Quoted passage Block Start

The End of Lavalle

2013.Oct.09 Wednesday · 0 comments

in Life

Not as ominous as it sounds, despite the ending that befell Juan Lavalle, but, finally getting around to finishing off my trek down his eponymous street. In fact, it’s been so long, almost a year, that I should probably mention for newer readers what this is all about. A long while back I decided that an interesting way to see the city of Buenos Aires was to pick a particular topic, and just wander inspired by it – and what I did was picked the historical leaders of the country, and started off moseying along the streets named after them. It’s taken me throughout neighborhoods I might otherwise not have seen, and I’ve uncovered some interesting buildings and monuments that, too, I probably never would have encountered otherwise. You can find the index to the walks here, along with some others.

So last November I left off along calle Lavalle at the corner of Uriburu (whom we’ll get to one day), and, here’s picking up where we left off – it’s actually a pretty short trek from that point until the end.

Lavalle walk

At the next corner, Azcuénaga, is the Centro del Once, which looks like it ought to be something medical or seriously important, but is actually just a furniture re-upholsterer. It also, more or less, signals the entrance to what one might call the garment district, or textile district, and, as well, the orthodox Jewish community area.

Lavalle walk

At #2449 is a large synagogue, belonging to Congretation Sefardi Yesod Hadath (my Hebrew is really rusty, but I think that Yesod is “foundation” and Hadath is “religion”), obviously from the name a Sephardic congregation, which are, if not the majority here in Buenos Aires, certainly the more visible. The building was designed by Jacobo Sirlin and was dedicated in April of 1920.

Lavalle walk
Lavalle walk
Lavalle walk
Lavalle walk

I don’t know that you need a ton of photos of the garment district, it’s a busy place with stores where you can buy fabric or clothing, and that’s pretty much it. I do like that the police department clearly acknowledges the local community – both the Jewish and Chinese.

Quoted passage Block End
Given records Block Start

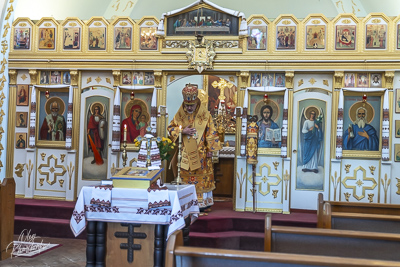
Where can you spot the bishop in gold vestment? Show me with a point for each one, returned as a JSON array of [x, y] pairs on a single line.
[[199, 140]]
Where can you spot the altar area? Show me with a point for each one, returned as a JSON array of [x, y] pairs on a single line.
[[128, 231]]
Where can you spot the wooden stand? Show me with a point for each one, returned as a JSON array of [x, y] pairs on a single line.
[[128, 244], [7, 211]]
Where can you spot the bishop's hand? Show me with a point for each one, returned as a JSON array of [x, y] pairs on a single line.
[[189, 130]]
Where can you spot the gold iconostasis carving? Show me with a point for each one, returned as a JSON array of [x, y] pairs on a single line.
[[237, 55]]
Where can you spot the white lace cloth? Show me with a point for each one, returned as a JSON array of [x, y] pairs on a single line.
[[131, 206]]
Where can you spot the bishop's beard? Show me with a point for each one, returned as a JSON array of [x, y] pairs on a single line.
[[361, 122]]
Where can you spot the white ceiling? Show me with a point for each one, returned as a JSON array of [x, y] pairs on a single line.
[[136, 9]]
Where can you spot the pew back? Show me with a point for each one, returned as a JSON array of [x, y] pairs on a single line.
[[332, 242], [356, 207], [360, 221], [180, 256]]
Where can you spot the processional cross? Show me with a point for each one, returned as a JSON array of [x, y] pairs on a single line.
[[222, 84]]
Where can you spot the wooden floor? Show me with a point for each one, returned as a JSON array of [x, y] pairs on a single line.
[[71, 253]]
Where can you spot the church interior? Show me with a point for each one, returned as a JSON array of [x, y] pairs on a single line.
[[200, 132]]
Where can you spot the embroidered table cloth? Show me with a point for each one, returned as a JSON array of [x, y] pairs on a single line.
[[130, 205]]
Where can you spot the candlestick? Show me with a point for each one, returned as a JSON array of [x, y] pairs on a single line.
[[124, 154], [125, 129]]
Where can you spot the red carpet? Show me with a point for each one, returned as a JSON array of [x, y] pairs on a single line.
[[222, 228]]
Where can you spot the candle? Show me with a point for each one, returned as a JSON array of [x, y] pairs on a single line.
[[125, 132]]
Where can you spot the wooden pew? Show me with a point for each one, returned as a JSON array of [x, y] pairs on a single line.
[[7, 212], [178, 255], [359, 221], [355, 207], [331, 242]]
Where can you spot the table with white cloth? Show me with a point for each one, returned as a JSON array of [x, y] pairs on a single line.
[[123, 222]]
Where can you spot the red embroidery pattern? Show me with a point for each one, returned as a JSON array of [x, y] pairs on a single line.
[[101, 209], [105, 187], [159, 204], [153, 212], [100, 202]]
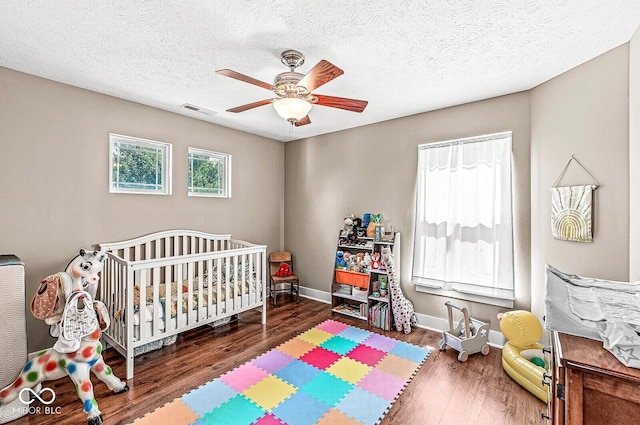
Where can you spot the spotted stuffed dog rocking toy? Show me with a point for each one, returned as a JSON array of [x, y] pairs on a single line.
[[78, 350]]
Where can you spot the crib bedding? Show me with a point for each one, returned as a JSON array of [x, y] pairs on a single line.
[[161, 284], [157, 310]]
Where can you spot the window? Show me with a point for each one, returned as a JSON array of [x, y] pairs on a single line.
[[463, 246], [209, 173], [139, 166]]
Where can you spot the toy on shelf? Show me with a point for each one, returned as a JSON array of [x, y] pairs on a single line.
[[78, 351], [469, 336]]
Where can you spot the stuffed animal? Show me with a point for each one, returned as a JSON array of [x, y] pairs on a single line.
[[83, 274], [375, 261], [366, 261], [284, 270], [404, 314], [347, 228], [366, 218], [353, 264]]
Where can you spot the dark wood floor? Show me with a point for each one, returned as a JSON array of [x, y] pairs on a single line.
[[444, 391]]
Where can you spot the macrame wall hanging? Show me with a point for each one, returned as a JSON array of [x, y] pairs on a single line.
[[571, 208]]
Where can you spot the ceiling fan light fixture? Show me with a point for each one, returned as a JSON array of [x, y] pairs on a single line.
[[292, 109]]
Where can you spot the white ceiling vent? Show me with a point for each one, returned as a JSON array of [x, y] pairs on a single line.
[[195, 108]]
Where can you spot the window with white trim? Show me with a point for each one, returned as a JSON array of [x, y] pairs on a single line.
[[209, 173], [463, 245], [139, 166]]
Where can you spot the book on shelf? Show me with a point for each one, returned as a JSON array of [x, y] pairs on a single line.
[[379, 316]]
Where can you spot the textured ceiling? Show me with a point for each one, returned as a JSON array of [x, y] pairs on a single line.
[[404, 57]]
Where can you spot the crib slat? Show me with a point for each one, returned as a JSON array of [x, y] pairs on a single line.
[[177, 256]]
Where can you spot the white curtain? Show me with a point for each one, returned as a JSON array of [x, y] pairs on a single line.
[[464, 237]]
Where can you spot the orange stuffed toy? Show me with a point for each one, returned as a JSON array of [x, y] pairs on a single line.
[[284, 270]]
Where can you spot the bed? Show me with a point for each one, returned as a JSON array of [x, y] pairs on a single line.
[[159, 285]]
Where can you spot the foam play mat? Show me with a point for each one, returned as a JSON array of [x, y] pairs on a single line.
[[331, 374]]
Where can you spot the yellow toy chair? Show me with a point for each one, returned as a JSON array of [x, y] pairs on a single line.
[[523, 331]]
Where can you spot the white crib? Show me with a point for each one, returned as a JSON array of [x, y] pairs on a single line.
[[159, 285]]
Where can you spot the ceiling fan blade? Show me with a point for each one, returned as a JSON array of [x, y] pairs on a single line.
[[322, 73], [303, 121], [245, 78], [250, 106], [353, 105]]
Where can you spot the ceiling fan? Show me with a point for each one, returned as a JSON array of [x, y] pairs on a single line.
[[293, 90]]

Given records Block End
Given records Block Start

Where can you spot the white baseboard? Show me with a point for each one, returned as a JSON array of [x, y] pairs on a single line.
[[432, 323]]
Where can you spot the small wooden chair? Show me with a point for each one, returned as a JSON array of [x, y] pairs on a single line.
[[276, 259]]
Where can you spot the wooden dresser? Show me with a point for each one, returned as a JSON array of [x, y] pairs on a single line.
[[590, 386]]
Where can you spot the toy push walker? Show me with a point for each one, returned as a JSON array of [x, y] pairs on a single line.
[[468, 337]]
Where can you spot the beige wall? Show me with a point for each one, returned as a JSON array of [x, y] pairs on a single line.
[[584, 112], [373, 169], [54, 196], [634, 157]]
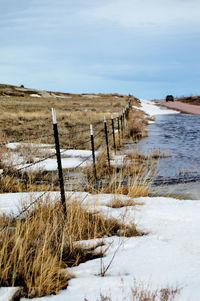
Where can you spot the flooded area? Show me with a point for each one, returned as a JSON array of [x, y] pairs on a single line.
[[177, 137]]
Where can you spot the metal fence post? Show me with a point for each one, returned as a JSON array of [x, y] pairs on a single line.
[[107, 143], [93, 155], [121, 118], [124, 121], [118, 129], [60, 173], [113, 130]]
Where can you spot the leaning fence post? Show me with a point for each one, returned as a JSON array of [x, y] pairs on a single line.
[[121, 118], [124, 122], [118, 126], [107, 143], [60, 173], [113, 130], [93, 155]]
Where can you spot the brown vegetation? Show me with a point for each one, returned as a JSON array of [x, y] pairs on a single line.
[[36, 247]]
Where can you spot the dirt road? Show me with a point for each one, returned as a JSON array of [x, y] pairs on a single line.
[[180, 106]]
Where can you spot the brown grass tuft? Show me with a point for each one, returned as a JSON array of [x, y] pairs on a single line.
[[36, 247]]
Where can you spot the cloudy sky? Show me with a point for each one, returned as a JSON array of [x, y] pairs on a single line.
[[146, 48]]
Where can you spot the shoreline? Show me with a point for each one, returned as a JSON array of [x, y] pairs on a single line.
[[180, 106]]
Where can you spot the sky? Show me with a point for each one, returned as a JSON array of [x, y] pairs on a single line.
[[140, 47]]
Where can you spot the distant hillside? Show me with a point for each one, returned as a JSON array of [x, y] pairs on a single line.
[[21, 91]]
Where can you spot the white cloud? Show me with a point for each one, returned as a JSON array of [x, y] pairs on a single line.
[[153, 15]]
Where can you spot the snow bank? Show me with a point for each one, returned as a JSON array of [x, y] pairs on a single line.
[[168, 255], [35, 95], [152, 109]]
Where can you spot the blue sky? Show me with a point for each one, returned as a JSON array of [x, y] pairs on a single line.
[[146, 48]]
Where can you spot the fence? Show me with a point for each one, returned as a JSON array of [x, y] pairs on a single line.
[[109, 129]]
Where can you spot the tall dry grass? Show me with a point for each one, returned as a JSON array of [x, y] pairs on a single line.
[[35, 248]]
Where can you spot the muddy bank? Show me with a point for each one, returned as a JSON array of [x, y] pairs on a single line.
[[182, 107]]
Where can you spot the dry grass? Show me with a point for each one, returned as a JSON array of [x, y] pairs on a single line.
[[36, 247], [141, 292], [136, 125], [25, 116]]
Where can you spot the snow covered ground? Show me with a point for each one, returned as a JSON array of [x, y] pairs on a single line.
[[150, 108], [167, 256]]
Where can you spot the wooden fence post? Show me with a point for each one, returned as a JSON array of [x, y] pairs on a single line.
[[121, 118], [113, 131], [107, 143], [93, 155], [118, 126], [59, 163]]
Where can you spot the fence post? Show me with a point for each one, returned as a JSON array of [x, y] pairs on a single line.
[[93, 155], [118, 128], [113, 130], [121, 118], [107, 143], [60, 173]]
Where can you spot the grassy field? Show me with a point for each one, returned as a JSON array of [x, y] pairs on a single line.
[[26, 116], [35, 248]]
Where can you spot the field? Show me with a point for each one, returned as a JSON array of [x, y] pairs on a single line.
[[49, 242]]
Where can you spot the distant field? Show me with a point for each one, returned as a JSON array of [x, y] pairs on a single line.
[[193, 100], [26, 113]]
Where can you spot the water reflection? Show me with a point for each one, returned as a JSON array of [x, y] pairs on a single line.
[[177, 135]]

Given records Block End

= Task instructions =
1 > In the Lavalle walk post, who designed the synagogue at #2449?
2 > Summarize the Lavalle walk post in two sentences.
3 > Resume the Lavalle walk post after its final sentence.

= Task-by-task results =
1 > Jacobo Sirlin designed it.

2 > The writer explores Buenos Aires by walking streets named after the country's historical leaders, and here finishes the calle Lavalle walk from the corner of Uriburu, where the previous walk stopped almost a year earlier. Past the Centro del Once, a furniture re-upholsterer, the street enters the garment district and the orthodox Jewish community area, passing a Sephardic synagogue designed by Jacobo Sirlin and dedicated in April 1920.

3 >
Lavalle walk

Within a few blocks we reach the end of the district and come upon the back side of the Abasto. Built in the late 1800s as one of the city’s primary fruit and vegetable markets, it operated until 1984, when it was closed down until 1998 when it was reopened as a shopping mall. There was a plan to tear it down to make room for a highway (since there’s no nearby highway, I assume the plans for the entire thing were scrapped), but that was blocked by a historical preservation group. In the interim, in 1987 works started to convert it to a mall, but due to financial difficulties that work stopped in 1989; in 1993 the hulking building was auctioned off, and in 1995 the group that had bought it demolished most of the original building, leaving only the historical facade, behind which they built the shopping mall.

Lavalle walk

The next few blocks are primarily residential, with a large Coto grocery store, lots of houses, a couple of apartment towers, and not much of architectural or cultural interest. This building at #3683 houses (or housed, their website seems to be gone now) the Club de Amigos de la Vaca Profana (roughly, the Friends of the Unholy Cow Club), which is an alternative theater space.

Lavalle walk

The Instituto William Morris at 3761 is a primary and secondary school that was founded in 1926 as a school for girls, though not in this location, a building it took over in 1963. It became co-ed in 1970.

Lavalle walk
Lavalle walk

The original Escuela Técnica Nº 30 Norberto Piñero was founded in August 1900 in another location, and under the simple name of Sociedad de Educación Industrial. It opened with 72 students. At the same time, construction on this building at the corner of Lavalle and Jeronimo Salguero was started, and the school moved into these much larger quarters in 1907. These days, the technical school, which specializes in Civil, Electromechanical, and Chemical Engineering, has somewhere around 3500 high school level students.

Lavalle walk

At the corner of Medrano is the Universidad Tecnológica Nacional, which is in a way, I suppose, the continuation of the technical school for those who want to continue on to university level degrees in pretty much the same subjects, though adding in some other disciplines, like Naval Engineering, Electronics, Information Systems, and Textiles, at both undergraduate and graduate levels.

Lavalle walk

Not totally having left the Jewish community behind, the synagogue of the Iarjo Jabad hasidic congregation is at #3934.

Lavalle walk

And, finally, the street ends at the corner of Gascón, at a small plaza, where, just a few steps away, you could join up with my 92 bus pizza trek!